START SUPPLIED MATERIAL
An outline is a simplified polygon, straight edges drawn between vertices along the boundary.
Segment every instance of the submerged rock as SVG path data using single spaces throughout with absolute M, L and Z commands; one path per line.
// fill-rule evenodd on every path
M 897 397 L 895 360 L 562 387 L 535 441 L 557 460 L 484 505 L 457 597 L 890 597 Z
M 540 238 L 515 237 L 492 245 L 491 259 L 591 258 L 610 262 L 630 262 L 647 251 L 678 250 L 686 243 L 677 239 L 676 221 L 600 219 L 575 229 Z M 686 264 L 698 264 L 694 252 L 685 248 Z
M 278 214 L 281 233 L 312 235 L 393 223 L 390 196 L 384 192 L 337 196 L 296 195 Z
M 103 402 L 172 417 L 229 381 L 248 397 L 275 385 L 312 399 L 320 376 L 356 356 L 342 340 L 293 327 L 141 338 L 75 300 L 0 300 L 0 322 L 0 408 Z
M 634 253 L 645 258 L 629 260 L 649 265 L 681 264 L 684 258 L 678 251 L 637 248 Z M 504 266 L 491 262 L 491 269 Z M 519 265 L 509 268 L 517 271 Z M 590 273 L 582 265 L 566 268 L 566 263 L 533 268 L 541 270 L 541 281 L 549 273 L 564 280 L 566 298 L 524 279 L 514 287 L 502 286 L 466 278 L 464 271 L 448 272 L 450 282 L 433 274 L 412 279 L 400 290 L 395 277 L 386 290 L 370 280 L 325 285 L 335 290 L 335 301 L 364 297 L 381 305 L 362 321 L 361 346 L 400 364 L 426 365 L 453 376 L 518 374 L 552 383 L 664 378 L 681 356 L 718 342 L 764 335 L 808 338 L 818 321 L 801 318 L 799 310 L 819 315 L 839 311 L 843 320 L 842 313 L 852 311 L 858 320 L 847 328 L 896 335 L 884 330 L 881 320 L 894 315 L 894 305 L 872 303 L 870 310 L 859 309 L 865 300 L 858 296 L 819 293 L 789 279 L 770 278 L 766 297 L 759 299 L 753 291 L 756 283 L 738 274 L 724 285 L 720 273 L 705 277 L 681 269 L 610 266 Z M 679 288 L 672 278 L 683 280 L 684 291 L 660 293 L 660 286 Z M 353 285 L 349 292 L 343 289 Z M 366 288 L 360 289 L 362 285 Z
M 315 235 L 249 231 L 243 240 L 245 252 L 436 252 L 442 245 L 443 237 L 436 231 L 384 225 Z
END SUPPLIED MATERIAL
• AIM: Rewrite the data above with "submerged rock" replaced by "exposed rock" wherever it occurs, leaving everything else the same.

• SOLVED PROBLEM:
An outline is a simplified polygon, straight edges drawn between vertices along the boundary.
Segment every instance of the exposed rock as SVG path data using single spaces throughout with absolute M, L and Z commands; one path per line.
// fill-rule evenodd on every path
M 897 397 L 895 360 L 562 387 L 535 441 L 557 460 L 484 505 L 457 597 L 890 597 Z
M 540 238 L 515 237 L 492 245 L 491 259 L 591 258 L 610 262 L 630 262 L 647 251 L 678 250 L 686 243 L 677 239 L 676 221 L 600 219 L 575 229 Z M 686 264 L 698 264 L 694 252 L 685 248 Z
M 278 214 L 281 233 L 312 235 L 393 223 L 390 196 L 384 192 L 337 196 L 296 195 Z
M 103 402 L 172 417 L 229 381 L 248 397 L 275 385 L 312 399 L 320 376 L 356 356 L 342 340 L 293 327 L 141 338 L 75 300 L 0 300 L 0 322 L 0 408 Z
M 634 253 L 645 258 L 629 260 L 649 265 L 681 264 L 684 258 L 678 251 L 637 248 Z M 504 266 L 491 262 L 491 269 Z M 519 265 L 509 268 L 517 271 Z M 590 273 L 582 265 L 566 268 L 566 263 L 533 268 L 541 270 L 541 281 L 549 273 L 564 280 L 566 298 L 524 279 L 514 287 L 502 286 L 466 278 L 464 271 L 448 272 L 450 282 L 433 274 L 412 279 L 400 290 L 395 277 L 386 290 L 370 280 L 325 285 L 335 290 L 335 301 L 364 297 L 381 305 L 362 321 L 361 346 L 400 364 L 426 365 L 453 376 L 518 374 L 552 383 L 664 378 L 681 356 L 718 342 L 764 335 L 808 338 L 818 321 L 801 318 L 799 310 L 819 315 L 839 311 L 843 320 L 842 313 L 852 311 L 858 320 L 847 328 L 896 335 L 884 330 L 881 320 L 894 315 L 894 305 L 872 303 L 870 310 L 859 309 L 865 300 L 858 296 L 819 293 L 789 279 L 770 278 L 766 297 L 759 299 L 753 291 L 756 283 L 738 274 L 724 285 L 720 273 L 705 277 L 681 269 L 610 266 Z M 679 288 L 672 278 L 683 280 L 684 291 L 660 293 L 660 286 Z M 353 285 L 349 292 L 343 289 Z M 366 288 L 360 289 L 362 285 Z
M 315 235 L 249 231 L 243 240 L 245 252 L 436 252 L 442 245 L 443 237 L 436 231 L 384 225 Z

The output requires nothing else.